Provided text:
-------------------------

# Mega Man X Collection: Is the GameCube Version Better Than the PS2 Version?



## xwatchmanx (Nov 28, 2012)

So I've been looking for Mega Man X Collection for quite a while, and finally found and bought the PS2 version on GameStop. I was going to get the GameCube version initially, but the PS2 controller is infinitely superior for those kind of games (featuring a much better dpad and digital triggers), plus the GameCube version is much more expensive ($50 is the cheapest I can find it online).

Anyway, I had never played the PS2 phat I got this summer until I bought this game. Much to my dismay, while GameCube games always looked pretty decent on my 37 inch HD, PS2 games, or at least THIS PS2 game, just looks abysmal. It's blurry as heck, the colors are dark and washed out, and the sound quality on the first two games in particular sounds very poor.

So here's my question: Is the GameCube version any better, or was this just a piss-poor port all around, regardless of the version? I understand that the GameCube is capable of a higher resolution, but I have no idea if the GameCube version of Mega Man X Collection takes advantage of that. Also, what about the sound quality? Is that any better?

Any answers are appreciated. I really don't WANT to cough up $50+ for the GameCube version of Mega Man X Collection (and some more for a GCN/SNES controller adapter), but if doing so will get me noticeably higher quality ports of the Mega Man X games, I'll very willingly do it.


----------



## Felipe_9595 (Nov 28, 2012)

You could use DIos Mios/ a back up before buying it. WHen i played it on my CRT it looked just like in my play 1, and sound quality was fine.

-------------------------

Material supplied:
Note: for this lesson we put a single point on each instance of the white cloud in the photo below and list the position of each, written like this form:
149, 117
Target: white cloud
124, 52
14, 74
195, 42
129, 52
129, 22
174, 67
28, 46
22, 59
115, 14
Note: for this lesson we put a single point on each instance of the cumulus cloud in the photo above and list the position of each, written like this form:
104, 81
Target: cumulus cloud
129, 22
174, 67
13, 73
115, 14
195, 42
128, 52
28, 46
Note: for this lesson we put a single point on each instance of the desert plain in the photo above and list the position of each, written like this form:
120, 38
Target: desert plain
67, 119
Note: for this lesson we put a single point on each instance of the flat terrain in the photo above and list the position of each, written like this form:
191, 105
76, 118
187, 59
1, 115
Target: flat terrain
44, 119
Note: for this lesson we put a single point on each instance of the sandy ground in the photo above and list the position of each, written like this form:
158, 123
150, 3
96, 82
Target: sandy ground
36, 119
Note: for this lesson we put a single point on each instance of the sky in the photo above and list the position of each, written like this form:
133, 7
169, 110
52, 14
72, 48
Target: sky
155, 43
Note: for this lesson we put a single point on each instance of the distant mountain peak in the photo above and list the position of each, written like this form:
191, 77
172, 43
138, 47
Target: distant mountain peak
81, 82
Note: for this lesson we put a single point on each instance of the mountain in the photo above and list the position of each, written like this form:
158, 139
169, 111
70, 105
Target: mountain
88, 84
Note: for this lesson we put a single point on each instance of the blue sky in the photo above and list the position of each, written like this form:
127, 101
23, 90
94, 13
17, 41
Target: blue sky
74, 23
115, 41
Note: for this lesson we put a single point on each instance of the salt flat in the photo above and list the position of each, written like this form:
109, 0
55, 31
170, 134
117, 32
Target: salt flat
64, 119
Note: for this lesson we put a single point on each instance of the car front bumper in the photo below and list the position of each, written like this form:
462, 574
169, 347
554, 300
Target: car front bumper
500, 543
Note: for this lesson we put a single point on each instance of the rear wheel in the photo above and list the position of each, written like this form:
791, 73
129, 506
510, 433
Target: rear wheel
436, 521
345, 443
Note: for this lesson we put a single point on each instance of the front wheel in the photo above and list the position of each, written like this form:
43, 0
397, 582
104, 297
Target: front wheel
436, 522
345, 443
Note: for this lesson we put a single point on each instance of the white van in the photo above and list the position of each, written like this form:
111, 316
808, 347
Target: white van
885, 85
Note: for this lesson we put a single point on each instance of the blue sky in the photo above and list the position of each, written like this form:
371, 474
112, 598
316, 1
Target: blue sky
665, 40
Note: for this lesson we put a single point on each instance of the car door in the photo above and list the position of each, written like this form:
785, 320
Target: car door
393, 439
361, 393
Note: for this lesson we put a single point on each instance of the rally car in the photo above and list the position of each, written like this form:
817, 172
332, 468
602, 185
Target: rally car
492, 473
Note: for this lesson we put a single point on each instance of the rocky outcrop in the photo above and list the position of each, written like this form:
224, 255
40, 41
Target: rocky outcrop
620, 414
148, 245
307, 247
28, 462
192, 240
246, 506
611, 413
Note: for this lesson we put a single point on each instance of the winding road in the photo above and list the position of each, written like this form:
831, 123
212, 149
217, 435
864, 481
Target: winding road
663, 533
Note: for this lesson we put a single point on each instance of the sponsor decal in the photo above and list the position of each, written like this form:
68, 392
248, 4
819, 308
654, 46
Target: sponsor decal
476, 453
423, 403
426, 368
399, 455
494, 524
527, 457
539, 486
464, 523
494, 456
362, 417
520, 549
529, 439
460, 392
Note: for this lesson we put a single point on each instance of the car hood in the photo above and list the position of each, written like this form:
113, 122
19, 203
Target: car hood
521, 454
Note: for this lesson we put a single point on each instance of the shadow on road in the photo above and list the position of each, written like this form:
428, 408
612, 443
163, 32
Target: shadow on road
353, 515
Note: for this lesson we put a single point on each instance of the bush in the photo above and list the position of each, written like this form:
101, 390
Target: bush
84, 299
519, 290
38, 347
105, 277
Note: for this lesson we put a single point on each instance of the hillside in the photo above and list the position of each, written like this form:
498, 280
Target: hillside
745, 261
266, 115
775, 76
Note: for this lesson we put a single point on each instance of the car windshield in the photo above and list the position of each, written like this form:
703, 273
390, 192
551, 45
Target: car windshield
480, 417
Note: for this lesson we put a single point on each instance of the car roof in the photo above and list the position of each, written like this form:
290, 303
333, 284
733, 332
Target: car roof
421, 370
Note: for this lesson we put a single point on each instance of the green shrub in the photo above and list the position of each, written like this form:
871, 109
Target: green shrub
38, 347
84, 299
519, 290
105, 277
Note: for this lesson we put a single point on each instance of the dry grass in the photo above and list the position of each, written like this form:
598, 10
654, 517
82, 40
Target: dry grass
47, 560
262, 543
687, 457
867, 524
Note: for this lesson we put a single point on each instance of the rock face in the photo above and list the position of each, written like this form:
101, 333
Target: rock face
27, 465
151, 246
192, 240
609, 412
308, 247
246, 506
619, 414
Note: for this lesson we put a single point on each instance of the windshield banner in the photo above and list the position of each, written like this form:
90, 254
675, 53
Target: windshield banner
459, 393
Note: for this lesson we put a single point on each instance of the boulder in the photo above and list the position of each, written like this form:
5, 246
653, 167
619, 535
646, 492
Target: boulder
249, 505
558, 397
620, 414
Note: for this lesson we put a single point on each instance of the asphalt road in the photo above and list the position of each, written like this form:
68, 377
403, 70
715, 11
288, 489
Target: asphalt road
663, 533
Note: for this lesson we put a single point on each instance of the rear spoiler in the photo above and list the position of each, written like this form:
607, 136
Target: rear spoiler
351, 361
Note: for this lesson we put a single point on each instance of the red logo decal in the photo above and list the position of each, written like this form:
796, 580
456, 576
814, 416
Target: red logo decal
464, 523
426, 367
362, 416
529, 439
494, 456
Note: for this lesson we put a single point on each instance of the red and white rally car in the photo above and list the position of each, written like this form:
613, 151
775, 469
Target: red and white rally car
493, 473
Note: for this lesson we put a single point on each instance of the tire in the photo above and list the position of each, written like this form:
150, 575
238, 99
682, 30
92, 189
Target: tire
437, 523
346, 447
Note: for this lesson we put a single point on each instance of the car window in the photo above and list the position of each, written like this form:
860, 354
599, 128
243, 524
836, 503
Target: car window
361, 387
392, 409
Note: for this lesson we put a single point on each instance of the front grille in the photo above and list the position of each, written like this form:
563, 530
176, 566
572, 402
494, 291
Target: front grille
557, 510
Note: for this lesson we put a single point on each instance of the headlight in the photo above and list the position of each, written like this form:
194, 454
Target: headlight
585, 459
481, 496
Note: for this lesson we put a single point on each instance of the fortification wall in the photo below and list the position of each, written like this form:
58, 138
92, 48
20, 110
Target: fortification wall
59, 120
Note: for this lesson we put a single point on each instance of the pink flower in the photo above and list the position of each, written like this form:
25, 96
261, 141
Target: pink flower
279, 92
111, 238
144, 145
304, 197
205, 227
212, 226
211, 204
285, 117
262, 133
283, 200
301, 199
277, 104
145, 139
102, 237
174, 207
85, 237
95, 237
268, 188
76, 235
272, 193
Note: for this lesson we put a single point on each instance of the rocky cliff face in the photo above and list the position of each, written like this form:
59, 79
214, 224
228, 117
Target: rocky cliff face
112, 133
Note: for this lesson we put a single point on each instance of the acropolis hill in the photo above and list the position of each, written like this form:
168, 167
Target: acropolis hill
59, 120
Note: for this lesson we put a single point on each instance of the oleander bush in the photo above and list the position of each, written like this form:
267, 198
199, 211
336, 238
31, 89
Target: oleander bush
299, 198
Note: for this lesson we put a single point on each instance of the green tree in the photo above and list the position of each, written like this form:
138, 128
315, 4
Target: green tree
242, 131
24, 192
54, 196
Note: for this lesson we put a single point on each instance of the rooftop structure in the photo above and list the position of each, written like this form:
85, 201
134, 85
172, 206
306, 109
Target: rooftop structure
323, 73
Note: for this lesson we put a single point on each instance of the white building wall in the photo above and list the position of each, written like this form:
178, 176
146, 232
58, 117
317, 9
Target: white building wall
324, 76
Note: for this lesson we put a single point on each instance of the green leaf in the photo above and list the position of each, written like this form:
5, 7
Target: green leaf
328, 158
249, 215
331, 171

-------------------------

Instruction A:
Answer these from the Mega Man X Collection thread, one line each:
(i) What is the cheapest online price the first poster found for the GameCube version?
(ii) What screen size is the first poster's HD TV?
(iii) On what kind of display did the second poster play the game?
Instruction B: Continue the Mega Man X Collection thread from its last sentence.

Written response A:
(i) $50
(ii) 37 inches
(iii) A CRT

Written response B:
----------



## xwatchmanx (Nov 28, 2012)

Felipe_9595 said:


> You could use DIos Mios/ a back up before buying it. WHen i played it on my CRT it looked just like in my play 1, and sound quality was fine.


I'm playing on an HD, not a CRT, though.


----------



## Felipe_9595 (Nov 28, 2012)

xwatchmanx said:


> I'm playing on an HD, not a CRT, though.


 
HMmm yes, true, it might look different.  As i said, you could test it first, then buy it (the compressed iso is like 600 Mb),  i have done that for some games i did want (Like MGS Twin Snakes)


----------



## xwatchmanx (Nov 28, 2012)

Felipe_9595 said:


> HMmm yes, true, it might look different. As i said, you could test it first, then buy it (the compressed iso is like 600 Mb), i have done that for some games i did want (Like MGS Twin Snakes)


Eh, maybe. Idk. I kind of gave up pirating a little while ago, and unmodded my Wii and all that, to avoid temptation.


----------



## Felipe_9595 (Nov 28, 2012)

Wrong topic, srry.


----------



## Hells Malice (Nov 28, 2012)

The disk or your PS2 is fucked. Both versions are identical AFAIR, and neither looks bad. I can't remember exactly but they're either as good looking as the original, or a bit better. Most likely better...
Either way, bot the picture and the sound should be good quality. Something is up with your setup.


----------



## Eerpow (Nov 28, 2012)

Even if neither d-pad is that good I still prefer the GC controller D-pad since the directions aren't separated. The GC version is identical to the PS version.


----------



## xwatchmanx (Nov 28, 2012)

Hells Malice said:


> The disk or your PS2 is fucked. Both versions are identical AFAIR, and neither looks bad. I can't remember exactly but they're either as good looking as the original, or a bit better. Most likely better...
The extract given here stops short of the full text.